TIDMHYC

RNS Number : 4289U

Hyder Consulting PLC

15 October 2014

NOT FOR RELEASE, PUBLICATION OR DISTRIBUTION, IN WHOLE OR IN PART,

IN, INTO OR FROM ANY JURISDICTION WHERE TO DO SO WOULD

CONSTITUTE A VIOLATION OF THE RELEVANT LAWS OF THAT JURISDICTION

15 October 2014

RECOMMENDED CASH OFFER

for

HYDER CONSULTING PLC

by

ARCADIS UK INVESTMENTS B.V.

a wholly-owned subsidiary of

ARCADIS N.V.

to be effected by means of a scheme of arrangement

under Part 26 of the Companies Act 2006

Hyder Consulting PLC ("Hyder") announces that, pursuant to the exercise of options granted under the Hyder Consulting PLC Executive Share Option Scheme (2002) and under the Hyder Consulting PLC 2006 Long Term Incentive Plan ("LTIP"), it has allotted and issued today, credited as fully paid 55,743 new Hyder Shares. The newly issued Hyder Shares will rank pari passu with Hyder's existing ordinary shares.

In accordance with Rule 2.10 of the Code, Hyder confirms that as at the date of this announcement, it has 38,999,157 ordinary shares of 10 pence each in issue, 38,995,030 of which are admitted to trading on the Main Market of the London Stock Exchange under ISIN reference GB0032072174.

The new Hyder Shares allotted and issued today include 4,127 Hyder Shares allotted and issued to Ivor Catto, a director of the Company. Hyder Shares already in issue totalling 109,454 have also today been transferred to Ivor Catto and 71,305 to Russell Down, a director of the Company and 45,577 to Graham Reid, a person discharging managerial responsibilities, pursuant to the exercise of options granted under the LTIP.

Capitalised terms, unless otherwise defined in this announcement, have the meaning given to them in the Scheme Document published on 2 September 2014.

Enquiries

 
 Hyder 
 +44 (0) 203 014 9000 
 Ivor Catto, Chief Executive 
 Russell Down, Group Finance Director 
 Investec Bank plc (Financial 
  Adviser and Rule 3 Adviser to 
  Hyder) 
 +44 (0) 207 597 4000 
 Christopher Baird 
 James Ireland 
 Josh Levy 
 Numis Securities Limited (Broker 
  to Hyder) 
 +44 (0) 207 260 1000 
 David Poutney 
 James Serjeant 
 Stuart Skinner 
 Citigate Dewe Rogerson (Public 
  Relations Adviser to Hyder)

Coordinate annotation records
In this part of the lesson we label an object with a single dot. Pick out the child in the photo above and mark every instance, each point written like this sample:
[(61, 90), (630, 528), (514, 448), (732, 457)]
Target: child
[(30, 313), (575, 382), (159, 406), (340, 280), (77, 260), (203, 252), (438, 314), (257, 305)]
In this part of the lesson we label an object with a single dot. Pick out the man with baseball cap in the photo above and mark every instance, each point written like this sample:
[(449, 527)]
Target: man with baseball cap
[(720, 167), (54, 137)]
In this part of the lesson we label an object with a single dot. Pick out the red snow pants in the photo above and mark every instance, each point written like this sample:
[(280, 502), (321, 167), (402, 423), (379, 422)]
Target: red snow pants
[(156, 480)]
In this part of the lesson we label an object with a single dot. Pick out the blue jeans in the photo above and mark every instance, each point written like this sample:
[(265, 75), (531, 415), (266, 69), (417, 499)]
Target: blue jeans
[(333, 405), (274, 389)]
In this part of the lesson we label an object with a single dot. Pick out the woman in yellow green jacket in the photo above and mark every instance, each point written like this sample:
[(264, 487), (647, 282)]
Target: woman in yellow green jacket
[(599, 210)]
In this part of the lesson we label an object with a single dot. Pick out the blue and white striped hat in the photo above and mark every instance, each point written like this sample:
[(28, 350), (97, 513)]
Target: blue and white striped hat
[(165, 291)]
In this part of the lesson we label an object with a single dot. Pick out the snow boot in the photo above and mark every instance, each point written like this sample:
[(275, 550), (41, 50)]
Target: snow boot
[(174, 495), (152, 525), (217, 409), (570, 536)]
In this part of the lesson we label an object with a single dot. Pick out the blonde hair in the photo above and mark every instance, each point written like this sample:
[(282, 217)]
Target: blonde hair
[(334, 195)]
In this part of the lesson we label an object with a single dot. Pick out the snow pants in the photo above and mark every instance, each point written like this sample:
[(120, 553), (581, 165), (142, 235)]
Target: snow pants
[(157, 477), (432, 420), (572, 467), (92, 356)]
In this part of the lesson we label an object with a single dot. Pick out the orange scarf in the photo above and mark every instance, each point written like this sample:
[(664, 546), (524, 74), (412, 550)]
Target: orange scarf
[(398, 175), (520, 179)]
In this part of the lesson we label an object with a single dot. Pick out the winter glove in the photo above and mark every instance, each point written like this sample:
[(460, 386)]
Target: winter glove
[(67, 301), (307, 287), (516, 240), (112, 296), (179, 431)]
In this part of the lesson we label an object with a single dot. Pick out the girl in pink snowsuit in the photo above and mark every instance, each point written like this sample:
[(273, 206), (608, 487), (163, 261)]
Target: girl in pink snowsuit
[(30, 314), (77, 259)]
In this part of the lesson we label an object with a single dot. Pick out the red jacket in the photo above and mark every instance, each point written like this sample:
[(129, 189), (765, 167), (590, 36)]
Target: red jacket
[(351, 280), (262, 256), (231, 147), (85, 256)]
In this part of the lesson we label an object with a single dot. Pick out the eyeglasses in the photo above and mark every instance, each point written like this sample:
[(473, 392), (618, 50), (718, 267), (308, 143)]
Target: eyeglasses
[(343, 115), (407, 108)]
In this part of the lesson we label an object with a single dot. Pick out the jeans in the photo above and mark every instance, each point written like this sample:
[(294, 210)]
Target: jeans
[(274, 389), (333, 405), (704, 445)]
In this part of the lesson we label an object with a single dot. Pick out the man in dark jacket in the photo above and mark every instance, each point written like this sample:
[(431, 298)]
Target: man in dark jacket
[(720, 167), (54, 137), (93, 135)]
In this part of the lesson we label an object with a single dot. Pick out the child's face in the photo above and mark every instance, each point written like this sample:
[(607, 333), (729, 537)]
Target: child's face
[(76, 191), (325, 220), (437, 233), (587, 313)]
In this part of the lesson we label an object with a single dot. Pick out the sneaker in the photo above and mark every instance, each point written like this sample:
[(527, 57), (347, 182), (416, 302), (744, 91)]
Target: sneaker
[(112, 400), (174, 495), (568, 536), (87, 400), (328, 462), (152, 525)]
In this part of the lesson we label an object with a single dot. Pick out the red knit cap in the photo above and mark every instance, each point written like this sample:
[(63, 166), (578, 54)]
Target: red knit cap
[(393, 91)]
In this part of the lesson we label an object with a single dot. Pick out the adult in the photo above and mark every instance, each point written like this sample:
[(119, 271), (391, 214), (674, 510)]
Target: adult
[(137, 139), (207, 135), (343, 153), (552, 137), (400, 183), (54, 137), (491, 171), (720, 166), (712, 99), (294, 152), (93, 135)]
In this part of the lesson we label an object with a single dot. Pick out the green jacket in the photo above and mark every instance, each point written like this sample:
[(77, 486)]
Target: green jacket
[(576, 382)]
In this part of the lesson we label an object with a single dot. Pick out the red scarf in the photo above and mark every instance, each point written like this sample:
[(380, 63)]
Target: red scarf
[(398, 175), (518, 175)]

(STATED GOAL): Set down word for word the part of the Hyder share announcement above that begins at the words "to be effected" and stops after "ISIN reference GB0032072174.".

(OUTPUT OF THE TASK):
to be effected by means of a scheme of arrangement

under Part 26 of the Companies Act 2006

Hyder Consulting PLC ("Hyder") announces that, pursuant to the exercise of options granted under the Hyder Consulting PLC Executive Share Option Scheme (2002) and under the Hyder Consulting PLC 2006 Long Term Incentive Plan ("LTIP"), it has allotted and issued today, credited as fully paid 55,743 new Hyder Shares. The newly issued Hyder Shares will rank pari passu with Hyder's existing ordinary shares.

In accordance with Rule 2.10 of the Code, Hyder confirms that as at the date of this announcement, it has 38,999,157 ordinary shares of 10 pence each in issue, 38,995,030 of which are admitted to trading on the Main Market of the London Stock Exchange under ISIN reference GB0032072174.